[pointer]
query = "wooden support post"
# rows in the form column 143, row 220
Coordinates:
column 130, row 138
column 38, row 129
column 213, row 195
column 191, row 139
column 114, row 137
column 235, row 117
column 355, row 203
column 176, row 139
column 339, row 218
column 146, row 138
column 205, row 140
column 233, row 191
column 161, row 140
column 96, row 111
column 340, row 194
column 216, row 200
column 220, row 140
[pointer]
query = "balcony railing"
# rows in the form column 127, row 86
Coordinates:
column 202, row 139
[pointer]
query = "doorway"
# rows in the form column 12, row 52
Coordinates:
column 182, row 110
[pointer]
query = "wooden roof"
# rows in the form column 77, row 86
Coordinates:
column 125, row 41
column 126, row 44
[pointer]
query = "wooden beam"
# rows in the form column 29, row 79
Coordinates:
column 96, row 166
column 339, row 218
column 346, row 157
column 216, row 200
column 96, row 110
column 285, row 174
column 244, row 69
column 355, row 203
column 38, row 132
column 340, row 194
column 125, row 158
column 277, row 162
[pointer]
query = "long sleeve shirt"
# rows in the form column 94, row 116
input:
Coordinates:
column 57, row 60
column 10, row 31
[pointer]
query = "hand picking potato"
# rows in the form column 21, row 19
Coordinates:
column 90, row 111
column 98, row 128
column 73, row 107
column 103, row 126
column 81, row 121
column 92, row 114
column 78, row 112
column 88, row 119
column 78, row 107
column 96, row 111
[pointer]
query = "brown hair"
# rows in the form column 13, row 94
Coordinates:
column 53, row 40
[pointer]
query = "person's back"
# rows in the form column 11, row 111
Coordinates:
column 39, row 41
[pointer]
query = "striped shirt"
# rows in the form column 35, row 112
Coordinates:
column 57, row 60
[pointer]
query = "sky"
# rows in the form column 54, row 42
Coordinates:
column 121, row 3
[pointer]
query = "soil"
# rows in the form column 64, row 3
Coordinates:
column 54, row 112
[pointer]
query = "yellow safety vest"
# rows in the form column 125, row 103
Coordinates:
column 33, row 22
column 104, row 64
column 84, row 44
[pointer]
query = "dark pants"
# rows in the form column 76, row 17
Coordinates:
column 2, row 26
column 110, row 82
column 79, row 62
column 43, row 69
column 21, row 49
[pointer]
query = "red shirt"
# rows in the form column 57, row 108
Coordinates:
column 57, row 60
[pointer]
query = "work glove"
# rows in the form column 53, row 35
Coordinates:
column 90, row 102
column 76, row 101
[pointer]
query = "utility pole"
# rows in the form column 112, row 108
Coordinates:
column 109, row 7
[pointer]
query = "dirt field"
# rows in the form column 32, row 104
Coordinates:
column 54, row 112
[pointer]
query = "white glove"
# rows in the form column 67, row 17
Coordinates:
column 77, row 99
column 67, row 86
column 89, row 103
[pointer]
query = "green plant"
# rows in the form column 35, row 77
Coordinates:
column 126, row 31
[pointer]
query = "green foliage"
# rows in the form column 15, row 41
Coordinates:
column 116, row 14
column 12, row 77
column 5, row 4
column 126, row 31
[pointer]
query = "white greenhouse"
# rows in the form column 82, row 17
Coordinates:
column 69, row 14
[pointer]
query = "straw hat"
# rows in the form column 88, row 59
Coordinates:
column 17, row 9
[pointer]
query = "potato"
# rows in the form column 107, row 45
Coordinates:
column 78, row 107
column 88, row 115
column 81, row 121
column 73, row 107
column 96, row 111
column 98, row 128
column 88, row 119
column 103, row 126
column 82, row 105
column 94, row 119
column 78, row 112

* * * *

> **What you have to do**: Reproduce each entry word for word.

> **Written answer**:
[pointer]
query = "wooden support post"
# rows in the form column 143, row 220
Coordinates:
column 130, row 138
column 38, row 129
column 213, row 195
column 191, row 139
column 114, row 137
column 235, row 117
column 355, row 203
column 176, row 139
column 339, row 218
column 146, row 138
column 205, row 140
column 233, row 191
column 161, row 140
column 96, row 111
column 340, row 194
column 216, row 200
column 220, row 140
[pointer]
query = "balcony railing"
# rows in the form column 127, row 86
Coordinates:
column 202, row 139
[pointer]
query = "doorway"
# rows in the form column 12, row 52
Coordinates:
column 182, row 110
[pointer]
query = "wooden roof"
# rows in the form column 77, row 86
Coordinates:
column 125, row 41
column 126, row 44
[pointer]
query = "wooden beam"
# rows in the form column 29, row 79
Coordinates:
column 96, row 166
column 339, row 218
column 346, row 157
column 216, row 200
column 96, row 110
column 285, row 174
column 244, row 69
column 355, row 203
column 38, row 132
column 340, row 194
column 125, row 158
column 277, row 162
[pointer]
query = "long sleeve shirt"
# rows in the form column 94, row 116
input:
Coordinates:
column 57, row 60
column 10, row 31
[pointer]
query = "hand picking potato"
# rows in the form column 21, row 19
Coordinates:
column 90, row 111
column 98, row 128
column 73, row 107
column 103, row 126
column 81, row 121
column 92, row 114
column 78, row 112
column 88, row 119
column 78, row 107
column 96, row 111
[pointer]
query = "brown hair"
# rows in the form column 13, row 94
Coordinates:
column 53, row 40
[pointer]
query = "person's back"
# rows in the form column 11, row 111
Coordinates:
column 39, row 41
[pointer]
query = "striped shirt"
# rows in the form column 35, row 112
Coordinates:
column 57, row 60
[pointer]
query = "sky"
# rows in the form column 54, row 42
Coordinates:
column 121, row 3
[pointer]
query = "soil"
# rows in the form column 64, row 3
Coordinates:
column 54, row 112
[pointer]
query = "yellow safety vest"
# rows in the form column 125, row 103
Coordinates:
column 33, row 22
column 104, row 64
column 84, row 44
[pointer]
query = "dark pants"
# rows in the form column 76, row 17
Coordinates:
column 2, row 26
column 110, row 82
column 79, row 62
column 43, row 69
column 21, row 49
[pointer]
query = "red shirt"
# rows in the form column 57, row 108
Coordinates:
column 57, row 60
[pointer]
query = "work glove"
# rows in the form column 53, row 35
Coordinates:
column 90, row 102
column 76, row 101
[pointer]
query = "utility pole"
# rows in the form column 112, row 108
Coordinates:
column 109, row 7
[pointer]
query = "dirt field"
# rows in the form column 32, row 104
Coordinates:
column 54, row 112
[pointer]
query = "white glove"
# rows in the form column 67, row 17
Coordinates:
column 77, row 99
column 67, row 86
column 89, row 103
[pointer]
query = "green plant"
# rows in the form column 35, row 77
Coordinates:
column 126, row 31
[pointer]
query = "green foliage"
# rows in the form column 15, row 41
Coordinates:
column 116, row 14
column 12, row 77
column 5, row 4
column 126, row 31
[pointer]
query = "white greenhouse"
# rows in the form column 82, row 17
Coordinates:
column 69, row 14
[pointer]
query = "straw hat"
# rows in the form column 88, row 59
Coordinates:
column 17, row 9
[pointer]
query = "potato"
# rows in the form column 107, row 45
Coordinates:
column 78, row 107
column 88, row 115
column 81, row 121
column 73, row 107
column 96, row 111
column 98, row 128
column 88, row 119
column 103, row 126
column 82, row 105
column 94, row 119
column 78, row 112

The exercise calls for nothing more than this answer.